* **Task to complete**
Edit the records below so that every "one line per instance" reads "one point per line", leaving everything else unchanged.

-*-

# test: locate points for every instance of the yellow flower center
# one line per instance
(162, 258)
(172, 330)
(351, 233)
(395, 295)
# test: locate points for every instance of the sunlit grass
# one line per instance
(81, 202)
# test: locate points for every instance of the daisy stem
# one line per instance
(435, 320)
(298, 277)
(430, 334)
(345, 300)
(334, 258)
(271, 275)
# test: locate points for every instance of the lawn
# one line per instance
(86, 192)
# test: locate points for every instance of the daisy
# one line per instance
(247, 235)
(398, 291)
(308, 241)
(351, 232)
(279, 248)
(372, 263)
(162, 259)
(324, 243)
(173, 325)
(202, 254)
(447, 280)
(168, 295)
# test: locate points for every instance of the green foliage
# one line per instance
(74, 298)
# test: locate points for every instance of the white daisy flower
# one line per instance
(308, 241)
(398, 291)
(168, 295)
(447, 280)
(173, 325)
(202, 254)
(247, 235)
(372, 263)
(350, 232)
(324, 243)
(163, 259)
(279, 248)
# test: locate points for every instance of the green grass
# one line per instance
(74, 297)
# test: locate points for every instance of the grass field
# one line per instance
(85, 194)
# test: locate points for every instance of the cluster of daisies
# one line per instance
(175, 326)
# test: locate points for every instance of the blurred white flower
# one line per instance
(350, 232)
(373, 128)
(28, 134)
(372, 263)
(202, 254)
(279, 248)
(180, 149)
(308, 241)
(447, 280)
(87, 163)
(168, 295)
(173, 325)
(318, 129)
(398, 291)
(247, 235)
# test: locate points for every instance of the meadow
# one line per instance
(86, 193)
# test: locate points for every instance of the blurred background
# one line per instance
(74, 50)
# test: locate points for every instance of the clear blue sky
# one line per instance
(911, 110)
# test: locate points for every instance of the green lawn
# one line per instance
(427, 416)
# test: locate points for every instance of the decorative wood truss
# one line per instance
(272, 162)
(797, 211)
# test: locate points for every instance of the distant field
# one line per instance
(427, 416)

-*-

* **Output for this task**
# test: locate points for every instance of the yellow flower center
# one point per line
(162, 258)
(172, 330)
(351, 233)
(395, 295)
# test: locate points for every instance of the sunlit grass
# one point per line
(81, 202)
# test: locate points for every instance of the daisy stem
# one point per line
(435, 320)
(298, 277)
(430, 334)
(345, 300)
(334, 258)
(271, 275)
# test: locate points for every instance of the lawn
# one point per line
(86, 192)
# test: locate points for every instance of the daisy
# one point per line
(247, 235)
(398, 291)
(308, 241)
(351, 232)
(279, 248)
(372, 263)
(162, 259)
(324, 243)
(173, 325)
(202, 254)
(447, 280)
(168, 295)
# test: locate points for every instance of the green foliage
# one point per line
(74, 298)
# test: locate points for every instance of the white daisy flower
# one point per line
(308, 241)
(398, 291)
(168, 295)
(447, 280)
(173, 325)
(202, 254)
(247, 235)
(372, 263)
(350, 232)
(324, 243)
(163, 259)
(279, 248)
# test: locate points for every instance of the green grass
# one point per line
(74, 297)
# test: locate points for every instance of the grass field
# one point per line
(85, 194)
# test: locate points for every instance of the cluster of daisies
# one point per line
(175, 326)
# test: locate points for every instance of the blurred white flower
# one point per line
(350, 232)
(373, 128)
(28, 134)
(372, 263)
(202, 254)
(279, 248)
(180, 149)
(308, 241)
(447, 280)
(87, 163)
(168, 295)
(173, 325)
(318, 129)
(398, 291)
(247, 235)
# test: locate points for every instance of the meadow
# one point per line
(86, 193)
# test: locate points for every instance of the blurred background
# one point per line
(74, 50)
# test: locate points for every instance of the clear blue sky
# one point per line
(911, 110)
# test: locate points for every instance of the green lawn
# one point per line
(427, 416)
# test: locate points for every instance of the decorative wood truss
# one point per line
(272, 162)
(797, 211)
# test: locate points for every instance of the distant field
# one point per line
(427, 416)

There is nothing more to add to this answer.